**What is asked**
List every line of the material below that contains the word "covered".

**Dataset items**
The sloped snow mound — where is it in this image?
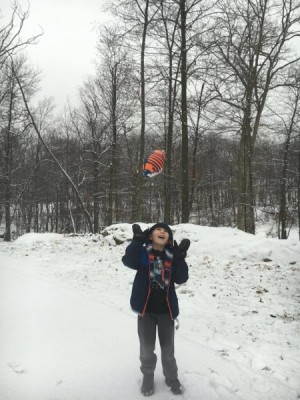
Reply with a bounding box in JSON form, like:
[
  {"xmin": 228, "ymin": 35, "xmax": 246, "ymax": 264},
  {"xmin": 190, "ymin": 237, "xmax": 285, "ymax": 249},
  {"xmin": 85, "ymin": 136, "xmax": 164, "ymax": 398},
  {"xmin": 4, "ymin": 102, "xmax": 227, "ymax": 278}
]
[
  {"xmin": 15, "ymin": 233, "xmax": 64, "ymax": 244},
  {"xmin": 174, "ymin": 224, "xmax": 300, "ymax": 263}
]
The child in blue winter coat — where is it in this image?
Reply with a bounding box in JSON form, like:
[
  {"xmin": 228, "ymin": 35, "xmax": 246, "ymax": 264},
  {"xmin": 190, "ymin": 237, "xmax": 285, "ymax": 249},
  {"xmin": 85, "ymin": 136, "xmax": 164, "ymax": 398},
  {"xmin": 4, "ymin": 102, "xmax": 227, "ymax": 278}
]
[{"xmin": 122, "ymin": 222, "xmax": 190, "ymax": 396}]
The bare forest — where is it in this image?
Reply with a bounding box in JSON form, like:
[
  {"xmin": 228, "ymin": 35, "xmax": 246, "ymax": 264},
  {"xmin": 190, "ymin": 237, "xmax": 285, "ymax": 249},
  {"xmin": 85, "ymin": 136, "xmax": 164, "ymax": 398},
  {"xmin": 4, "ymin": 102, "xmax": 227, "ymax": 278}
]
[{"xmin": 0, "ymin": 0, "xmax": 300, "ymax": 241}]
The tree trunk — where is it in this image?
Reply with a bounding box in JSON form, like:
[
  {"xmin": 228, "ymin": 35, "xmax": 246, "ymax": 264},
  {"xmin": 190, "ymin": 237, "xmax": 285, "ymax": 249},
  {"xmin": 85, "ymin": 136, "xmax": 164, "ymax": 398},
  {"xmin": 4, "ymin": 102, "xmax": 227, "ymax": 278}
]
[
  {"xmin": 180, "ymin": 0, "xmax": 190, "ymax": 223},
  {"xmin": 4, "ymin": 78, "xmax": 14, "ymax": 242},
  {"xmin": 237, "ymin": 108, "xmax": 255, "ymax": 235},
  {"xmin": 135, "ymin": 0, "xmax": 149, "ymax": 221}
]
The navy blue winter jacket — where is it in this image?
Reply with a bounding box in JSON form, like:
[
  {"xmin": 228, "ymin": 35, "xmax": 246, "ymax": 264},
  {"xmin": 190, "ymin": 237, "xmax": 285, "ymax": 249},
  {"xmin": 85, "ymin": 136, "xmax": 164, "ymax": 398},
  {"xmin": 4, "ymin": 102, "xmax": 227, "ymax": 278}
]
[{"xmin": 122, "ymin": 240, "xmax": 189, "ymax": 319}]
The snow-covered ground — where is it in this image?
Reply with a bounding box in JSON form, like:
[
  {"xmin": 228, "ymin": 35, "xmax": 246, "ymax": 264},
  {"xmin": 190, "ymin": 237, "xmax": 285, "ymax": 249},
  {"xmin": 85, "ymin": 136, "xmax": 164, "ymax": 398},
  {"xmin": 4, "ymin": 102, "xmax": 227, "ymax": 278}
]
[{"xmin": 0, "ymin": 224, "xmax": 300, "ymax": 400}]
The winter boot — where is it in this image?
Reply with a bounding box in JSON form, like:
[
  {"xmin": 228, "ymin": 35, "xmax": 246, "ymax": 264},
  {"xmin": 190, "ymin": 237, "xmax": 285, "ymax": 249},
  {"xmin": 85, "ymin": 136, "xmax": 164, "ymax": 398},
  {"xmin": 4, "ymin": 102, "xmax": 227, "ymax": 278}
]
[
  {"xmin": 165, "ymin": 378, "xmax": 184, "ymax": 394},
  {"xmin": 141, "ymin": 375, "xmax": 154, "ymax": 396}
]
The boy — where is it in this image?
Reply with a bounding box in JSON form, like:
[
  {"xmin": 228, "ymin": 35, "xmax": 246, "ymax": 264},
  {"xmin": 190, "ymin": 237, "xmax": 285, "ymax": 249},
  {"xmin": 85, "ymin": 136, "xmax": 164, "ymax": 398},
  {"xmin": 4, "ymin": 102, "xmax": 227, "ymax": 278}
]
[{"xmin": 122, "ymin": 222, "xmax": 190, "ymax": 396}]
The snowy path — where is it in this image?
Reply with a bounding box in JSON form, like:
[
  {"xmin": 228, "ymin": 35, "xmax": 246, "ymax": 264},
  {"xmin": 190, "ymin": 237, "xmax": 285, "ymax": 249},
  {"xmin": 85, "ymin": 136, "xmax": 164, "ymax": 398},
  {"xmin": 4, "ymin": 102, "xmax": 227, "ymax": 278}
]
[
  {"xmin": 0, "ymin": 260, "xmax": 137, "ymax": 400},
  {"xmin": 0, "ymin": 227, "xmax": 299, "ymax": 400}
]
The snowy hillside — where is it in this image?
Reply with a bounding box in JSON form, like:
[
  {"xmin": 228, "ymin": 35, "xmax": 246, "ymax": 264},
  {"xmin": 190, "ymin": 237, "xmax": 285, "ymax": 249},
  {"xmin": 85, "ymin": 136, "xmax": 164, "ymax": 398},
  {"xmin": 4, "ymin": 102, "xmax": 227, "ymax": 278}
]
[{"xmin": 0, "ymin": 224, "xmax": 300, "ymax": 400}]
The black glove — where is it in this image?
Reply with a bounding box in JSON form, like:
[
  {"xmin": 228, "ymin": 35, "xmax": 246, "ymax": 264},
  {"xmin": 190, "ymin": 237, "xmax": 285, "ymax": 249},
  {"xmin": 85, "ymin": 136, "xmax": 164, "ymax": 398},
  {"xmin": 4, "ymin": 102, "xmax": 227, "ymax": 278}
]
[
  {"xmin": 132, "ymin": 224, "xmax": 149, "ymax": 243},
  {"xmin": 173, "ymin": 239, "xmax": 191, "ymax": 259}
]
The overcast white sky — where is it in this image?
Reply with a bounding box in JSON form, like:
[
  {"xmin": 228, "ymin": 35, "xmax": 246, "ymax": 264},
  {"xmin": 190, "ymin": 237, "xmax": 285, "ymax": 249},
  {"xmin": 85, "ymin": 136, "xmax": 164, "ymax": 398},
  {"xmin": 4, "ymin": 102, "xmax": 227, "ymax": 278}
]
[{"xmin": 0, "ymin": 0, "xmax": 108, "ymax": 110}]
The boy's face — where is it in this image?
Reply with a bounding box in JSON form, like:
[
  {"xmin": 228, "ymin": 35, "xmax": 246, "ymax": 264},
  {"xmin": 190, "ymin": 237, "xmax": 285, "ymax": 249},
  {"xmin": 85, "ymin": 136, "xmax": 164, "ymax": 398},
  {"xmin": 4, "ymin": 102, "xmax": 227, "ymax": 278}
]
[{"xmin": 149, "ymin": 228, "xmax": 170, "ymax": 248}]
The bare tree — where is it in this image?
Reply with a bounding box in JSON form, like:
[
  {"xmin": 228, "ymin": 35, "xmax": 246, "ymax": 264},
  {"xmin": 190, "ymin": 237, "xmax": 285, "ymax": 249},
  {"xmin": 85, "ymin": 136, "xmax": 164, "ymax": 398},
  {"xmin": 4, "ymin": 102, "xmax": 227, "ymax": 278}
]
[
  {"xmin": 213, "ymin": 0, "xmax": 300, "ymax": 233},
  {"xmin": 0, "ymin": 1, "xmax": 43, "ymax": 68}
]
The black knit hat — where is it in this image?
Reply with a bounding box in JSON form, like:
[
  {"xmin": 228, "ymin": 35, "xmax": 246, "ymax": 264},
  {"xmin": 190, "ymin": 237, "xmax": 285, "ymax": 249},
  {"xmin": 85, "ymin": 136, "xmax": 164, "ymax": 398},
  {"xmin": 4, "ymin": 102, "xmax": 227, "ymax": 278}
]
[{"xmin": 148, "ymin": 222, "xmax": 173, "ymax": 246}]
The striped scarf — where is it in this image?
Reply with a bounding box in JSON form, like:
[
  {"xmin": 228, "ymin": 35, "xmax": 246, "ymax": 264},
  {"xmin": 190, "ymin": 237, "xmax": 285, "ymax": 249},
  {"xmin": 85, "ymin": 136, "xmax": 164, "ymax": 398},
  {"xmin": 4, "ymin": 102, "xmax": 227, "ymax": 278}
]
[{"xmin": 146, "ymin": 243, "xmax": 173, "ymax": 289}]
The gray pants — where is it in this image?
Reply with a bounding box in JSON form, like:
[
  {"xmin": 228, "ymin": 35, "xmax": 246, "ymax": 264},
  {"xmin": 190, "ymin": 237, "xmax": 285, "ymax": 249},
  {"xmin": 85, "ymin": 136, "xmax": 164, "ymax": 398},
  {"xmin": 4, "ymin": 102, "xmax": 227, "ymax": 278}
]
[{"xmin": 138, "ymin": 313, "xmax": 177, "ymax": 379}]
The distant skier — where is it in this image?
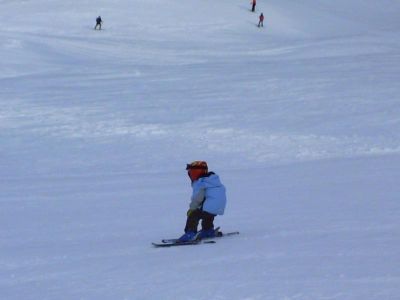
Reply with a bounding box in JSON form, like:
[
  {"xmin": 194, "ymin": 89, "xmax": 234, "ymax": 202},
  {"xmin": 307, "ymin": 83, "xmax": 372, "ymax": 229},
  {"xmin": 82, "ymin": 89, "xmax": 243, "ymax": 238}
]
[
  {"xmin": 94, "ymin": 16, "xmax": 103, "ymax": 30},
  {"xmin": 250, "ymin": 0, "xmax": 257, "ymax": 12},
  {"xmin": 258, "ymin": 13, "xmax": 264, "ymax": 27},
  {"xmin": 179, "ymin": 161, "xmax": 226, "ymax": 242}
]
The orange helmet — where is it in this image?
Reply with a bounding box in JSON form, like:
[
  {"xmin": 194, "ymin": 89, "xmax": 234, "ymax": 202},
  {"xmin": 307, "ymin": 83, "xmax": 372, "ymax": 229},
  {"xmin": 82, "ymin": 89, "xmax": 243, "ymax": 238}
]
[{"xmin": 186, "ymin": 160, "xmax": 208, "ymax": 181}]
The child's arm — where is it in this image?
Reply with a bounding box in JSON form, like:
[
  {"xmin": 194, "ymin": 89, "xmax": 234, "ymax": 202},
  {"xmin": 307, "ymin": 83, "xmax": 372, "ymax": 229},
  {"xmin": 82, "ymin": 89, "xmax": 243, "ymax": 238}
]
[{"xmin": 190, "ymin": 182, "xmax": 206, "ymax": 210}]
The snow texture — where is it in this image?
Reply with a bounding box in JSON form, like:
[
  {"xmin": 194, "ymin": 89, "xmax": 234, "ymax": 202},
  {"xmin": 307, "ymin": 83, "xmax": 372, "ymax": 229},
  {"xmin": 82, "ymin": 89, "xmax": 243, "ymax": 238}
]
[{"xmin": 0, "ymin": 0, "xmax": 400, "ymax": 300}]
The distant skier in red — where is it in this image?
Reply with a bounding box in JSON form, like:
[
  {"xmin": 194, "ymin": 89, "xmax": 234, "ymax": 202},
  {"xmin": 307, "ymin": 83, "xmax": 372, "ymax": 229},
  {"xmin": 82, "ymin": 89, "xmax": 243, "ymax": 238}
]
[
  {"xmin": 251, "ymin": 0, "xmax": 257, "ymax": 12},
  {"xmin": 258, "ymin": 13, "xmax": 264, "ymax": 27},
  {"xmin": 94, "ymin": 16, "xmax": 103, "ymax": 30}
]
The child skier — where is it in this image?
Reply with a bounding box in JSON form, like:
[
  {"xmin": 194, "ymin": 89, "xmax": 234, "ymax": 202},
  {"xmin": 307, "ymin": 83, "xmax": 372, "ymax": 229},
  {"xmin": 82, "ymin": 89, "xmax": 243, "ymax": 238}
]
[
  {"xmin": 94, "ymin": 16, "xmax": 103, "ymax": 30},
  {"xmin": 179, "ymin": 161, "xmax": 226, "ymax": 242}
]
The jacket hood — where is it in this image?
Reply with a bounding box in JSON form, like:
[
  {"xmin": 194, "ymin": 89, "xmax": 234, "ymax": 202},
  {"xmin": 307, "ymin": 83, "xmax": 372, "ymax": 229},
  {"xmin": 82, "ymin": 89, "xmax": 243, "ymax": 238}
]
[{"xmin": 200, "ymin": 172, "xmax": 222, "ymax": 187}]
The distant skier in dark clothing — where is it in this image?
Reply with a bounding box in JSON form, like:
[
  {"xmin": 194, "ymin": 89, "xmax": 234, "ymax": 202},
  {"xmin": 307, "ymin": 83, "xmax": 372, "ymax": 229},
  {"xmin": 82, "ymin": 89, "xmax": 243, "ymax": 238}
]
[
  {"xmin": 251, "ymin": 0, "xmax": 257, "ymax": 12},
  {"xmin": 94, "ymin": 16, "xmax": 103, "ymax": 30},
  {"xmin": 258, "ymin": 13, "xmax": 264, "ymax": 27}
]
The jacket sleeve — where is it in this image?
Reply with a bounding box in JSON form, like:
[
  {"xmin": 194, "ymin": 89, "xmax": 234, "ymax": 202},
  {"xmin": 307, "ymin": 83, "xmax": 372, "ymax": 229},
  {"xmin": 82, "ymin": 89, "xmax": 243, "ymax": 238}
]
[{"xmin": 190, "ymin": 181, "xmax": 206, "ymax": 210}]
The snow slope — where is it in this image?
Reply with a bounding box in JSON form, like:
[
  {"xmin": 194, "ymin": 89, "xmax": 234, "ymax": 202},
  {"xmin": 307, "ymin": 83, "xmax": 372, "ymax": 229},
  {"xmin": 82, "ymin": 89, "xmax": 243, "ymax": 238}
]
[{"xmin": 0, "ymin": 0, "xmax": 400, "ymax": 300}]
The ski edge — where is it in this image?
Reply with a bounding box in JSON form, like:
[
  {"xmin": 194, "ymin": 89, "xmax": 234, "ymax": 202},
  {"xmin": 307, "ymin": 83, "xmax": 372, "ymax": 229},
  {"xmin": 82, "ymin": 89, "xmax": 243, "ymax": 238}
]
[
  {"xmin": 161, "ymin": 231, "xmax": 239, "ymax": 244},
  {"xmin": 151, "ymin": 240, "xmax": 216, "ymax": 248}
]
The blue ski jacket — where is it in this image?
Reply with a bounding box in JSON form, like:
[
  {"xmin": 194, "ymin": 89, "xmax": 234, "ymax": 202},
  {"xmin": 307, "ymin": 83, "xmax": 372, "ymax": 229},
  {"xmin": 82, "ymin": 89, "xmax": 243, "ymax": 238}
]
[{"xmin": 190, "ymin": 172, "xmax": 226, "ymax": 215}]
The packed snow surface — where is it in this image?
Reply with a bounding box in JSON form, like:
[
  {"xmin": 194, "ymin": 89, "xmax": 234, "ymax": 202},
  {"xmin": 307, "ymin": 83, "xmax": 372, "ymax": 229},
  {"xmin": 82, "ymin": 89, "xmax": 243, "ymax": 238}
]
[{"xmin": 0, "ymin": 0, "xmax": 400, "ymax": 300}]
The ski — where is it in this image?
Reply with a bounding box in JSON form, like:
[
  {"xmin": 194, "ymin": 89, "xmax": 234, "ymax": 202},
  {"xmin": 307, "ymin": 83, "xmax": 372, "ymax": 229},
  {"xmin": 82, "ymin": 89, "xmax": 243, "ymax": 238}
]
[
  {"xmin": 161, "ymin": 227, "xmax": 239, "ymax": 244},
  {"xmin": 151, "ymin": 240, "xmax": 215, "ymax": 248}
]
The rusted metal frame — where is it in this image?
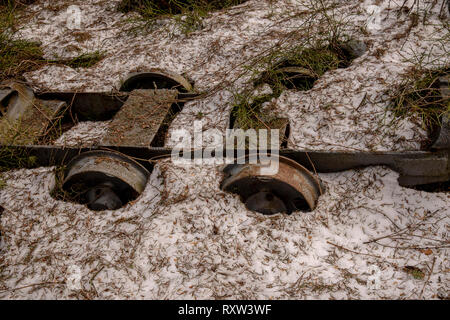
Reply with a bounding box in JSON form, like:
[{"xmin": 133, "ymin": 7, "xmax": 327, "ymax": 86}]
[{"xmin": 0, "ymin": 146, "xmax": 450, "ymax": 185}]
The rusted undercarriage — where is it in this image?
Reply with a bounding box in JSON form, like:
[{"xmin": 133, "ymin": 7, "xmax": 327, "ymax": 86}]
[{"xmin": 0, "ymin": 70, "xmax": 450, "ymax": 214}]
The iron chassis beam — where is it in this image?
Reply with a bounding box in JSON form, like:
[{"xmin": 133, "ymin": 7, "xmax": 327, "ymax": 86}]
[{"xmin": 4, "ymin": 145, "xmax": 450, "ymax": 186}]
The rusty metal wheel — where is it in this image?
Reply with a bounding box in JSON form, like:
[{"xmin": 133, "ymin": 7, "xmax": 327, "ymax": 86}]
[
  {"xmin": 63, "ymin": 151, "xmax": 150, "ymax": 211},
  {"xmin": 221, "ymin": 156, "xmax": 323, "ymax": 215}
]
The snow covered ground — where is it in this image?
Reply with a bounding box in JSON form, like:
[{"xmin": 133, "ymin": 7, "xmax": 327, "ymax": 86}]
[{"xmin": 0, "ymin": 0, "xmax": 450, "ymax": 299}]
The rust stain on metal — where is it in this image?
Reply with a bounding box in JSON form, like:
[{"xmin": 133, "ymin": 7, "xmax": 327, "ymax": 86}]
[{"xmin": 103, "ymin": 90, "xmax": 178, "ymax": 147}]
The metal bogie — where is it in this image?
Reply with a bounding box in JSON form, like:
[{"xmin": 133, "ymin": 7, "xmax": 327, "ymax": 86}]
[
  {"xmin": 0, "ymin": 82, "xmax": 67, "ymax": 145},
  {"xmin": 221, "ymin": 156, "xmax": 323, "ymax": 214},
  {"xmin": 62, "ymin": 151, "xmax": 150, "ymax": 210},
  {"xmin": 102, "ymin": 89, "xmax": 178, "ymax": 147}
]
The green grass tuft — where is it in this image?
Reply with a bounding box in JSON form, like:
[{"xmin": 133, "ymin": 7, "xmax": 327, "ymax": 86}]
[
  {"xmin": 118, "ymin": 0, "xmax": 247, "ymax": 34},
  {"xmin": 389, "ymin": 68, "xmax": 450, "ymax": 133},
  {"xmin": 53, "ymin": 50, "xmax": 105, "ymax": 69}
]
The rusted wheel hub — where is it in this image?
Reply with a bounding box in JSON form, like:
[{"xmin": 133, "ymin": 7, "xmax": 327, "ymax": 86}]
[
  {"xmin": 221, "ymin": 156, "xmax": 322, "ymax": 214},
  {"xmin": 63, "ymin": 151, "xmax": 150, "ymax": 211}
]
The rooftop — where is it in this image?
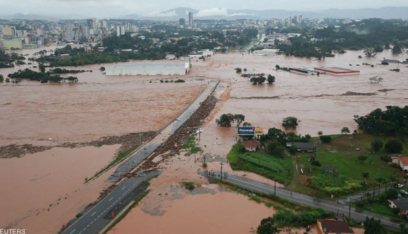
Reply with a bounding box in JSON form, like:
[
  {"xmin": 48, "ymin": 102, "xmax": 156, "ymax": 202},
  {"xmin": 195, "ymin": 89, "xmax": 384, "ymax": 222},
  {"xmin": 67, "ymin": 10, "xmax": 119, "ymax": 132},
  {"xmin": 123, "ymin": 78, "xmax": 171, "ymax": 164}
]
[
  {"xmin": 317, "ymin": 220, "xmax": 354, "ymax": 233},
  {"xmin": 391, "ymin": 198, "xmax": 408, "ymax": 210},
  {"xmin": 106, "ymin": 63, "xmax": 186, "ymax": 70},
  {"xmin": 400, "ymin": 157, "xmax": 408, "ymax": 165},
  {"xmin": 315, "ymin": 66, "xmax": 359, "ymax": 72},
  {"xmin": 242, "ymin": 140, "xmax": 261, "ymax": 148}
]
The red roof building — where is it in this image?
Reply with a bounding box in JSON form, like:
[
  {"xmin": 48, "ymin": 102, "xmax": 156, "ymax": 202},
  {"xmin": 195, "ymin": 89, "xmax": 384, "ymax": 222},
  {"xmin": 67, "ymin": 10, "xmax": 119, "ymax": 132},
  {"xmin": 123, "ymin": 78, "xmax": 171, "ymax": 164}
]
[{"xmin": 242, "ymin": 140, "xmax": 261, "ymax": 151}]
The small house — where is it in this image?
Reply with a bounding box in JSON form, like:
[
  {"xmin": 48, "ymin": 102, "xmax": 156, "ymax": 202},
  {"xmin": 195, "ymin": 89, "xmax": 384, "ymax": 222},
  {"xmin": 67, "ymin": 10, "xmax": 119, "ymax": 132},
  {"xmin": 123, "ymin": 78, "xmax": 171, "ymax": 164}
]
[
  {"xmin": 286, "ymin": 142, "xmax": 316, "ymax": 153},
  {"xmin": 388, "ymin": 198, "xmax": 408, "ymax": 215},
  {"xmin": 317, "ymin": 219, "xmax": 354, "ymax": 234},
  {"xmin": 399, "ymin": 157, "xmax": 408, "ymax": 172},
  {"xmin": 323, "ymin": 167, "xmax": 337, "ymax": 174},
  {"xmin": 242, "ymin": 140, "xmax": 261, "ymax": 151}
]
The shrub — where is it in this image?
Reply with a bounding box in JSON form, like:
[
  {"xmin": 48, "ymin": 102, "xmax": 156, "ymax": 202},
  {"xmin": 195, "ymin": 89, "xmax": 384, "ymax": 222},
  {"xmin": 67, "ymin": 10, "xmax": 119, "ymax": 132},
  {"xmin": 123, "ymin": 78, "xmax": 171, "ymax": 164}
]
[
  {"xmin": 184, "ymin": 182, "xmax": 195, "ymax": 190},
  {"xmin": 320, "ymin": 136, "xmax": 331, "ymax": 144},
  {"xmin": 385, "ymin": 139, "xmax": 403, "ymax": 154}
]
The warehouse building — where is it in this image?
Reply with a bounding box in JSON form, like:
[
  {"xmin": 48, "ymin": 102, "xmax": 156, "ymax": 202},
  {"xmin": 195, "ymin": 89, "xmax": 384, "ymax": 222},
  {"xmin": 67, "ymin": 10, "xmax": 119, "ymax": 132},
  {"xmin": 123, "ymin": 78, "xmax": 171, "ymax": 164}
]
[{"xmin": 105, "ymin": 63, "xmax": 190, "ymax": 76}]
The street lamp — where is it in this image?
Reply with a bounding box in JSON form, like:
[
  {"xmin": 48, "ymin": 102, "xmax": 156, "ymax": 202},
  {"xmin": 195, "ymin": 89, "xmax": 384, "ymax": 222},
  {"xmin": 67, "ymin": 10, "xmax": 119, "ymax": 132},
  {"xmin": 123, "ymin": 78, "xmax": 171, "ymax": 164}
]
[{"xmin": 220, "ymin": 162, "xmax": 224, "ymax": 180}]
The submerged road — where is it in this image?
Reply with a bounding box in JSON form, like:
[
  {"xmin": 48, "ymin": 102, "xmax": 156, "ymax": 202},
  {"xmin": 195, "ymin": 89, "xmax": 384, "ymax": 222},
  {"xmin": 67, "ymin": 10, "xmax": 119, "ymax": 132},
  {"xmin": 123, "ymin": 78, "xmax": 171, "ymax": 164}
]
[
  {"xmin": 63, "ymin": 171, "xmax": 161, "ymax": 234},
  {"xmin": 199, "ymin": 171, "xmax": 401, "ymax": 230}
]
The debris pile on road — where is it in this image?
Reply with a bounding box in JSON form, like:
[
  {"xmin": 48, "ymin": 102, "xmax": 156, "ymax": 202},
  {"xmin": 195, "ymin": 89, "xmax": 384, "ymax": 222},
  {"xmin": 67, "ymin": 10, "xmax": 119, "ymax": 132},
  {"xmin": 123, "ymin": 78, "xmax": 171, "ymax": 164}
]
[
  {"xmin": 0, "ymin": 131, "xmax": 156, "ymax": 158},
  {"xmin": 132, "ymin": 95, "xmax": 218, "ymax": 176}
]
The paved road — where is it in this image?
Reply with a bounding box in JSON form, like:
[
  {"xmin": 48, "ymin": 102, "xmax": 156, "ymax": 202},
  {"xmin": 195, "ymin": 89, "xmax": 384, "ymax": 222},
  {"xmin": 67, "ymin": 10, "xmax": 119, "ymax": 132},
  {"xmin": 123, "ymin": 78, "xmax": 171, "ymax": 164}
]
[
  {"xmin": 200, "ymin": 171, "xmax": 401, "ymax": 230},
  {"xmin": 63, "ymin": 171, "xmax": 161, "ymax": 234},
  {"xmin": 338, "ymin": 180, "xmax": 407, "ymax": 205},
  {"xmin": 107, "ymin": 80, "xmax": 219, "ymax": 182}
]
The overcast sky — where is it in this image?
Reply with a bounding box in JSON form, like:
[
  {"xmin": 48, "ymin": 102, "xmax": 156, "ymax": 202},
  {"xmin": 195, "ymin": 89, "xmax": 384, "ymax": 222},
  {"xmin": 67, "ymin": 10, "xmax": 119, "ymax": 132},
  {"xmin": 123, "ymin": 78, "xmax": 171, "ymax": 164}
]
[{"xmin": 0, "ymin": 0, "xmax": 408, "ymax": 18}]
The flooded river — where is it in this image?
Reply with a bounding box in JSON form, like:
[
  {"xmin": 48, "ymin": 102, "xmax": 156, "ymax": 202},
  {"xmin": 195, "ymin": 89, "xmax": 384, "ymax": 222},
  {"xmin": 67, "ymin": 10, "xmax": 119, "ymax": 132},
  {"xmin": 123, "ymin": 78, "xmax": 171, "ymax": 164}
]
[{"xmin": 0, "ymin": 45, "xmax": 408, "ymax": 233}]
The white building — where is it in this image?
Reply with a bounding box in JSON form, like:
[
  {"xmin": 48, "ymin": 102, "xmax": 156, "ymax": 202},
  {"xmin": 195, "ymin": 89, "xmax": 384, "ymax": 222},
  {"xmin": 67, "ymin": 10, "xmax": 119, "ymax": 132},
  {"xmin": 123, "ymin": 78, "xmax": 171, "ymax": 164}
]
[{"xmin": 105, "ymin": 63, "xmax": 190, "ymax": 76}]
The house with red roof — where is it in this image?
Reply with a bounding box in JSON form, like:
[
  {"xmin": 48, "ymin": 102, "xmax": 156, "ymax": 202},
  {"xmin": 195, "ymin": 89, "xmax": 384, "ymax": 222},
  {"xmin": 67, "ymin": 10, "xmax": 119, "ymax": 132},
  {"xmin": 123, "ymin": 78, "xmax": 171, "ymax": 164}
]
[
  {"xmin": 399, "ymin": 157, "xmax": 408, "ymax": 172},
  {"xmin": 241, "ymin": 140, "xmax": 261, "ymax": 151}
]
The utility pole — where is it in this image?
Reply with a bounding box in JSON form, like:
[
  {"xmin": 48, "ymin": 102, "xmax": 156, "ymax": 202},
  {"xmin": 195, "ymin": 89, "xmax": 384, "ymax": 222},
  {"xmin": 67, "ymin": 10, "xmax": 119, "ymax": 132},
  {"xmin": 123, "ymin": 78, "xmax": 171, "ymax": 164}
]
[
  {"xmin": 220, "ymin": 162, "xmax": 223, "ymax": 180},
  {"xmin": 274, "ymin": 179, "xmax": 276, "ymax": 196}
]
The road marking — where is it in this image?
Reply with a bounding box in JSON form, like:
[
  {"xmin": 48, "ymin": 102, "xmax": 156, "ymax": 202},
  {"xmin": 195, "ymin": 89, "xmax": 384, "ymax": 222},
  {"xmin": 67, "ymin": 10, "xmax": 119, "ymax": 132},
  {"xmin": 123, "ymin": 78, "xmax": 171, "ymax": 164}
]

**Result of this task**
The snow-covered ground — where is it in this image?
The snow covered ground — where is it in this image?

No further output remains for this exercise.